# Need help identifying bike's date of manufacture from fork numbers



## Paddbear (Jul 10, 2013)

I have a vintage Schwinn fork, supposedly from a 1970 Tandem, but want to check for sure as I got it off eBay. I read somewhere (but for the life of me, can not find it again) that the numbers stamped into the inside of the fork also indicate the date of manufacture. Is this true? If so, can anyone tell me what date 9+7 would be?


----------



## GTs58 (Jul 10, 2013)

The stamping in the fork is the fork date code. With those numbers your fork could be Sept. 1967, 1977 or possibly a 1957 forging. To decifer what decade the color, darts etc. may help in figuring it out. Also, the steertube ID will be smaller on a 1966 and later fork.


----------



## Paddbear (Jul 10, 2013)

The color is a blue green (maybe?) - see photo. There are no darts, etc. on it, but it does have a separate chrome crown, if that helps. And it fits a 26" bike with S-7 wheels.


----------



## GenuineRides (Jul 10, 2013)

With straight drop outs like you show, should be sept. 1967 fork
GenuineRides


----------



## Paddbear (Jul 10, 2013)

Interesting. Thank you.


----------



## GTs58 (Jul 10, 2013)

I agree with the 1967 assessment. That looks like the early Sky Blue which is lighter in color than the Sky Blue color of the 70's. My SB 69 Tandem fork looks the same as yours and it should have a dropout that will take a 3/8" axle.


----------



## Paddbear (Jul 10, 2013)

Yes, it does take a 3/8" axle. It is also a lighter blue than older Schwinns I've seen. Thanks for all of the help!


----------



## GTs58 (Jul 10, 2013)

Are you building up a Tandem? I still have a few parts from my 69 Deluxe hanging around.


----------



## Paddbear (Jul 10, 2013)

No. This was listed on eBay as fitting a S-2 wheel sized Schwinn, so I bought it to fit mine. Turns out it wasn't and it had a no return policy so I'm relisting it on eBay myself. Only I want to provide accurate info!


----------



## GTs58 (Jul 10, 2013)

There shouldn't be a problem with getting an S2 in that fork. The late 70's Cruisers used basically the same size fork. I see a brake caliper in your picture, the S7 caliper is just a tad short for a balloon rim though. What was you intended application?


----------



## Rivnut (Jul 10, 2013)

Paddbear said:


> but it does have a separate chrome crown, if that helps. And it fits a 26" bike with S-7 wheels.
> 
> View attachment 104092




The crown just slips off.  If you're going to sell the fork on ebay, slip the crown off and sell it separately.  If it's in especially good shape, it could be worth at least as much as the fork.


----------



## Paddbear (Jul 11, 2013)

Yes, it was to go on a coaster balloon bike with fenders. It was mostly the brake that was the problem. I just solved the brake problem by buying another vintage Schwinn (sort of - an '85 Caliente) with brakes!


----------

> _LISTED ENTRIES_

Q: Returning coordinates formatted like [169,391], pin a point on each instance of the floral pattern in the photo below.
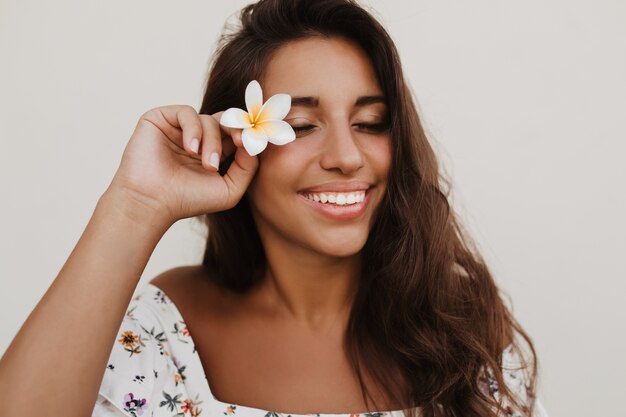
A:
[154,371]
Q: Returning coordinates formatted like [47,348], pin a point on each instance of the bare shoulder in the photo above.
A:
[186,284]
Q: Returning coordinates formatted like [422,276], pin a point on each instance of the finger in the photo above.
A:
[240,174]
[232,132]
[211,149]
[179,118]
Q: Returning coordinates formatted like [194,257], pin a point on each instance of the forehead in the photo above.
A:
[330,68]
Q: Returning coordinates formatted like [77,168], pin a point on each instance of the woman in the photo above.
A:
[309,299]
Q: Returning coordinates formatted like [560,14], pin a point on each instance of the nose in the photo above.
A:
[341,150]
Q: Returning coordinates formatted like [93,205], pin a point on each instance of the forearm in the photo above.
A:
[56,361]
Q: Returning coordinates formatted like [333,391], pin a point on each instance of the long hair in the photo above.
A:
[428,322]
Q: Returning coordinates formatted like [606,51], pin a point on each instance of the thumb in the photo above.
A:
[240,174]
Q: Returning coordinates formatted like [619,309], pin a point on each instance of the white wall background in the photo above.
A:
[524,101]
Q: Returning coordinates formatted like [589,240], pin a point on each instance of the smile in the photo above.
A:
[338,206]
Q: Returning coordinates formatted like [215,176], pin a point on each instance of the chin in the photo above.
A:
[341,247]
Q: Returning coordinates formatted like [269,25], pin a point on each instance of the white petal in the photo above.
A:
[235,117]
[254,98]
[276,108]
[254,140]
[278,132]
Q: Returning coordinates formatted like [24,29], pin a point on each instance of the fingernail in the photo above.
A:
[195,143]
[214,160]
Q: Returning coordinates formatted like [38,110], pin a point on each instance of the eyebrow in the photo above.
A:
[309,101]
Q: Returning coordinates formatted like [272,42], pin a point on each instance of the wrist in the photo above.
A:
[132,209]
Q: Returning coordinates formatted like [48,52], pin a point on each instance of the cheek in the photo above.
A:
[280,168]
[379,154]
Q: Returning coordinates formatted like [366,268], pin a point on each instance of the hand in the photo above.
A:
[160,170]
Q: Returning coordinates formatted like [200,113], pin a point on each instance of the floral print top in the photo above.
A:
[154,370]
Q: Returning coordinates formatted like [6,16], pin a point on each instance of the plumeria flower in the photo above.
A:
[263,122]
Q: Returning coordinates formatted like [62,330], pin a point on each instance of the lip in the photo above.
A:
[337,187]
[335,212]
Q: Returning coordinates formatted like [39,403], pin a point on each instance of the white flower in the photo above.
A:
[263,121]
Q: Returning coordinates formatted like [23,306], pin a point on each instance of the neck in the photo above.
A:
[313,289]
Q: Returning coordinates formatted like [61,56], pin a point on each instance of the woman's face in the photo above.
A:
[342,147]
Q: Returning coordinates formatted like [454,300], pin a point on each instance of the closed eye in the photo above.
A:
[370,127]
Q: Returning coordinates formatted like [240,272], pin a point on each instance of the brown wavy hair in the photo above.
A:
[428,318]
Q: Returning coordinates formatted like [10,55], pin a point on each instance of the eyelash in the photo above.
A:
[375,127]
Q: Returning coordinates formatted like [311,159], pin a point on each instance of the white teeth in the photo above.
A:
[339,199]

> _REQUIREMENT A_
Give the username of every person who posts in the fork thread, naming each once.
> _REQUIREMENT B_
Retype the part of the fork thread that runs from "The crown just" to "Caliente) with brakes!".
Work only from the fork thread and leave the material aside.

> _FULL OUTPUT A_
Paddbear, GTs58, GenuineRides, Rivnut

> _FULL OUTPUT B_
The crown just slips off.  If you're going to sell the fork on ebay, slip the crown off and sell it separately.  If it's in especially good shape, it could be worth at least as much as the fork.


----------



## Paddbear (Jul 11, 2013)

Yes, it was to go on a coaster balloon bike with fenders. It was mostly the brake that was the problem. I just solved the brake problem by buying another vintage Schwinn (sort of - an '85 Caliente) with brakes!